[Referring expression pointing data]
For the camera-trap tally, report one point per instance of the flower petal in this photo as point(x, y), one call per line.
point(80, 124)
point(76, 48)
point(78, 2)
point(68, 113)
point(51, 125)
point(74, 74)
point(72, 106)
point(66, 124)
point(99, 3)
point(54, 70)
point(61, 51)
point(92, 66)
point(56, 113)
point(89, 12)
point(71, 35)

TASK GOAL
Each record above should be transcribed exactly.

WRITTEN RESPONSE
For the camera-trap tally, report one point per instance of the flower petal in this photo as point(x, y), one call per line.
point(80, 124)
point(76, 48)
point(78, 2)
point(68, 113)
point(51, 125)
point(74, 74)
point(72, 106)
point(66, 124)
point(99, 3)
point(54, 70)
point(61, 51)
point(92, 66)
point(56, 113)
point(89, 12)
point(71, 35)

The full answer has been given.